##### EXCERPTED DATA #####

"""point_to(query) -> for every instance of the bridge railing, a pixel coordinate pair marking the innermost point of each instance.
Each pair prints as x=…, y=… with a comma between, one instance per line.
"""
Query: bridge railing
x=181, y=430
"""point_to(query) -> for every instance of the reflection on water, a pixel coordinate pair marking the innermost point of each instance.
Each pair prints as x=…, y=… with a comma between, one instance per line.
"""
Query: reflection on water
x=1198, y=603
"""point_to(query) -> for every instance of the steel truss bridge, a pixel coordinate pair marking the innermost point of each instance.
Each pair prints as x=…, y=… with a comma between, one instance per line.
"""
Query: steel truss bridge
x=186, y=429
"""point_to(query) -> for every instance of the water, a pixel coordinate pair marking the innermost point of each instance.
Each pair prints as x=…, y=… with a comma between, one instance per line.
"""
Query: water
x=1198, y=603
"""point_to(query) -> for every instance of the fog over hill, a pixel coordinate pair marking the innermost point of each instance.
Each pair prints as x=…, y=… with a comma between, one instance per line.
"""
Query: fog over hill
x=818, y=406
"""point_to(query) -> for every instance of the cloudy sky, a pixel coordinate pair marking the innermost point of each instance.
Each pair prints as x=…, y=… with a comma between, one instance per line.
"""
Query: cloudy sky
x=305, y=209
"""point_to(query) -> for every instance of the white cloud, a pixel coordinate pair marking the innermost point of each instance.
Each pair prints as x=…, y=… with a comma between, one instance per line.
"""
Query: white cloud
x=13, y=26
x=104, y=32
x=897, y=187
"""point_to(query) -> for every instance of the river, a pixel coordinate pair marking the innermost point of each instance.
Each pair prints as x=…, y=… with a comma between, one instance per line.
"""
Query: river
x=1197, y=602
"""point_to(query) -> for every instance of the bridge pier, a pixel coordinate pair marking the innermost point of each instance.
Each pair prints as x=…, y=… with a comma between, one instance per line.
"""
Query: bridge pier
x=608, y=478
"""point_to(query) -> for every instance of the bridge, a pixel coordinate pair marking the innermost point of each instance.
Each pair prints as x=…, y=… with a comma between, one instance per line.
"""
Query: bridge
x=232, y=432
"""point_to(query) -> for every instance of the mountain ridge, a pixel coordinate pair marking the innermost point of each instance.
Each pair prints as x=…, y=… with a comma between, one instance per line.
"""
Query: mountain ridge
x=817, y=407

#####

Output each line of the data above as a numbered list, leaving out any blank lines.

▶ _WRITTEN RESPONSE_:
1. """point_to(query) -> for every instance of the bridge railing, a pixel coordinate pair marking the innermost point of each instance.
2. Each pair prints as x=…, y=… with a comma between, one instance per line.
3. """
4. Query: bridge railing
5. x=181, y=430
6. """point_to(query) -> for every instance of the reflection on water, a pixel coordinate pair marking the innermost point of each instance.
7. Each pair prints as x=…, y=… with a comma between, one instance per line.
8. """
9. Query: reflection on water
10. x=1198, y=603
11. """point_to(query) -> for every instance of the steel truss bridge, a pixel coordinate pair marking the innermost point of each instance.
12. Each pair prints as x=…, y=… with a comma between, one instance per line.
13. """
14. Query: steel truss bridge
15. x=186, y=429
16. """point_to(query) -> for every instance of the water, a pixel coordinate pair marking the innermost point of each instance.
17. Each pair prints as x=…, y=… with a comma between, one instance per line.
18. """
19. Query: water
20. x=1198, y=603
21. """point_to(query) -> for every instance of the fog over hill, a pixel coordinate pair marking the innermost point of each instance.
22. Each pair prints as x=…, y=… with a comma between, one instance per line.
23. """
24. Query: fog over hill
25. x=818, y=406
26. """point_to(query) -> for every instance of the cloudy sky, a pixel coordinate pair marking the innermost point of each instance.
27. Each pair prints as x=…, y=… with a comma between, one instance per line.
28. """
29. Query: cloudy sky
30. x=305, y=209
31. """point_to(query) -> for every instance of the white cloud, a pixel coordinate pair marking the innermost point of each instance.
32. Each pair prints as x=…, y=… with a comma between, one instance per line.
33. """
34. Query: white cloud
35. x=13, y=26
36. x=104, y=32
37. x=897, y=187
38. """point_to(query) -> for every instance of the river, a pixel coordinate pair marking the innermost point of each instance.
39. Each pair prints as x=…, y=… with a comma between, one instance per line.
40. """
41. Query: river
42. x=1197, y=602
43. """point_to(query) -> for every instance of the bridge pier, a pixel coordinate pair marking the innermost point of each instance.
44. Each pair prints as x=…, y=… with a comma between, one instance per line.
45. """
46. Query: bridge pier
47. x=608, y=478
48. """point_to(query) -> for every instance of the bridge, a pixel coordinate pair marking the innermost point of each instance.
49. Each pair prints as x=…, y=… with a comma between, one instance per line.
50. """
51. Query: bridge
52. x=232, y=432
53. """point_to(query) -> for every instance of the mountain ridge, a pixel coordinate pair marking the innermost point of each instance.
54. Each pair prints as x=…, y=… with a comma between, one instance per line.
55. """
56. Query: mountain ridge
57. x=817, y=407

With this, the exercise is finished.